WHAT YOU WILL DO: Quote every line below exactly as it reads.

=== STORED DATA ===

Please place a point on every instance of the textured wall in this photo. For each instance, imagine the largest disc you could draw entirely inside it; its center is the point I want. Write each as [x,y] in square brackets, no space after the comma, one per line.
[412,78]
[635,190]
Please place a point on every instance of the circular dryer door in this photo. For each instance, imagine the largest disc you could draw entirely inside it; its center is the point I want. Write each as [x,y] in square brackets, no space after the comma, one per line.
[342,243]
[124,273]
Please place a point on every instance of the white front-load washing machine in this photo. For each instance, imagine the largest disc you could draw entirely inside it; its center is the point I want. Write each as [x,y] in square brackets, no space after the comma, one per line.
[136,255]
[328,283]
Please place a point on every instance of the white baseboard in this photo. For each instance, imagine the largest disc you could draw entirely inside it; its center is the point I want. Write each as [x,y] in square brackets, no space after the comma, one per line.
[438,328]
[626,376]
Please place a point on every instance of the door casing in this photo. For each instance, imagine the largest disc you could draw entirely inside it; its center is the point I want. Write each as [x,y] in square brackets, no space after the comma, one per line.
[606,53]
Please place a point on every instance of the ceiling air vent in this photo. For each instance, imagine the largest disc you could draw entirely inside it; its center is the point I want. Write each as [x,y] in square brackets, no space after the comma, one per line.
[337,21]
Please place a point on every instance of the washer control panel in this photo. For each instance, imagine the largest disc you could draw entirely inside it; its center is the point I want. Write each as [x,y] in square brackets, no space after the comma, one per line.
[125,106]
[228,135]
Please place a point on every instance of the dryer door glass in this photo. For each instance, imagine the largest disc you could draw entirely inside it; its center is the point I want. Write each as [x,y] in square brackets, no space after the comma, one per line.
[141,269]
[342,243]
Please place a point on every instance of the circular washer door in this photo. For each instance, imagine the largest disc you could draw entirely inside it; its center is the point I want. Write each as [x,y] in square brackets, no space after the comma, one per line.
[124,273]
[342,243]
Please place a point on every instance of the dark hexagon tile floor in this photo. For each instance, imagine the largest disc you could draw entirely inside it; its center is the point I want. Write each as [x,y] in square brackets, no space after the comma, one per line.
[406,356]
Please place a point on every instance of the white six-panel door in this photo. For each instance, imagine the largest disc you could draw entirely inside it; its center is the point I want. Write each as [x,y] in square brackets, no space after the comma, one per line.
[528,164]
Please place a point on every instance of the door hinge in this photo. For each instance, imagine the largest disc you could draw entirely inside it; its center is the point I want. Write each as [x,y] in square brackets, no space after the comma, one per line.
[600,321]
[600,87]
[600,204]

===

RESPONSE TO THIS TASK:
Please place a point on every instance of the textured wall in this photo. For each instance, imagine the largest disc you could draw entirely inside it; its center is the point I want. Write each as [x,y] in square brackets, no space after the comma, one per line.
[412,78]
[635,190]
Please place a point on every instance of the circular dryer door in this photo. For each instance, imagine the largest disc you could draw entirely inside it; its center is the point I want. Write each as [x,y] in square brackets, no space after the comma, one per line.
[342,243]
[124,273]
Please place a point on every instance of the white front-load washing machine in this photo. For each instance, imagine the largest disc you could draw entirely inside it; its center is the point I want. Write each as [x,y] in square brackets, no space after the comma, one per line.
[136,255]
[328,283]
Please place a point on every instance of the white baseboard in this photo. For each instance, imagine the largest disc you could draw entirely inside it; its center is the point I want. Write each as [x,y] in square brackets, no space after the comma, one per line.
[438,328]
[626,376]
Please place a point on every instance of the door casing in this photo. For each instance, imagine the largest disc you could draw entirely inside it; its center is the point I want. Write each as [x,y] in square brackets, no space after the comma, one per line.
[606,53]
Please place a point on every instance of the ceiling air vent in this photo. For each instance, imagine the largest disc you could draw entirely inside it; its center is the point I want. Write each as [x,y] in square brackets, no space after the comma, one per line.
[337,21]
Please place a point on every instance of the washer control panel in this photo. For each instance, imagine the largest disc you could draw entirely inside it; its center is the point I want. Write each as [x,y] in square brackets, no space after the comma, one per line.
[125,106]
[228,135]
Please place a point on every instance of the dryer door glass in this photo. For each instance, imagine the largest disc you could draw entirely inside it; its center is the point I want. Write each as [x,y] in square brackets, no space after the comma, one per line.
[141,269]
[342,243]
Please place a point on every instance of the circular washer door in this photo. For each instance, imagine the largest disc you could draw entirely inside it; its center is the point I want. Write each as [x,y] in square brackets, no space after the comma, one per line.
[124,273]
[342,243]
Please place a point on every instance of the dark hexagon tile floor in this photo. For each instance, imagine the largest disc you could draw entirely inside it; its center is the point I want. Write each as [x,y] in square brackets, no space after the comma, one per line.
[406,356]
Please place a point on every instance of the white six-panel door in this photo. For each instance, imagine the largest disc you could draw entirely inside it; its center is the point I want. Write each as [x,y] in square brackets, no space after the comma, one per line.
[528,164]
Please place a point on every instance of the door hinge in this photo. For each instance, imagine the largest disc you could draw entirely inside it; its center is the point I want. Write each as [x,y] in square brackets, no space after the comma, one per line.
[600,321]
[600,87]
[600,204]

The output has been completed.